Excerpt provided:

____________

# are 1 rep max lifts useful in anyway?



## baggsy1436114680 (Jan 23, 2010)

Hi guys been training with this new guy at my gym, hes not big just a beginner really. In alot of exercises especially bench press he always wants to do 1 rep max at some point, i let him do it and i dont do it myself as i dont see the point. I know plenty do 1 rep max as i read alot on forums is there any benefit to these in anyway??


----------



## murphy2010 (Dec 17, 2010)

I only do em once in a while too see how im progressing, dont see any real benifit to it been a regular thing. Maybe its better for strength training ?


----------



## Mingster (Mar 25, 2011)

If you do 'em it means you can reply to a lot more threads


----------



## Mighty Sparrow (Apr 10, 2011)

1RM should just be, for most people, a benchmark really. Helps you see progress and gives you something to aim for, the next weight up or whatever. I do it ever 6 weeks or so, usually on bench or squats.


----------



## Fatstuff (Mar 2, 2010)

its mainly to see how big your c0ck is!!


----------



## C.Hill (Nov 21, 2010)

I never do it on bench or squat, ALWAYS on the deadlift though!


----------



## monkeybiker (Jul 21, 2010)

For training purposes you do not need to do them but they are fun to do just to see how much you can lift. It gives you a target to beat but you don't actually have to do them.


----------



## energize17 (Jul 25, 2009)

I never do them on any excersies apart from tricep kickbacks:lol:


----------



## C.Hill (Nov 21, 2010)

energize17 said:


> I never do them on any excersies apart from tricep kickbacks:lol:


YEAH BUDDY!!


----------



## quinn85 (Jul 30, 2010)

I can imagine there is a ukm member somewhere out there that could give a proper answer with big words and a link to a decent article.

I am not that member.

I reckon it's a case of what you prefer, I use it as a way of seeing how much i've progressed and then using 80% of that total to do my working sets


----------



## BLUTOS (Mar 5, 2005)

Unless your an olympic lifter or a power lifter , I don't see any point in going less than 3 reps.

____________

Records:

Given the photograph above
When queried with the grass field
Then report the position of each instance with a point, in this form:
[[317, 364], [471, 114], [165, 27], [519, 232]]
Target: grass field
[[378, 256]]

____________

Prompt A: According to the forum thread on one-rep-max lifts, how often does Mighty Sparrow test a 1RM, and on which lifts?
Prompt B: Extend the forum thread on one-rep-max lifts past its final post.

Task output A: About every 6 weeks, usually on bench or squats.

Task output B:
I have done singles but more like a rest pause n when benching or pressing or squatting (ie the bar will fcuk u up if you dont complete) I try n keep a cowards/just in case 5kg off what I think I can do so I know I can complete the lift.


----------



## LunaticSamurai (May 19, 2009)

The point of a 1rep max is to push your muscle beyond the point of its limit, tearing a different set of muscle fibres abling you to progress.


----------



## scotty10 (Jun 7, 2011)

monkeybiker said:


> For training purposes you do not need to do them but they are fun to do just to see how much you can lift. It gives you a target to beat but you don't actually have to do them.


Or how much you cant lift, thought you could lift..!! :lol:


----------



## quinn85 (Jul 30, 2010)

Surely whether you do them or not the key is progression, and not just plugging away at the same weight week in week out?


----------



## Ninja (Apr 28, 2010)

It's a good way to increase your strength...I did heavy singles for a couple of months -big strength gains an some muscles.


----------



## xpower (Jul 28, 2009)

Works well on deads IME for muscle & strength


----------



## big steve (May 8, 2011)

i thought it was ammo for down the pub!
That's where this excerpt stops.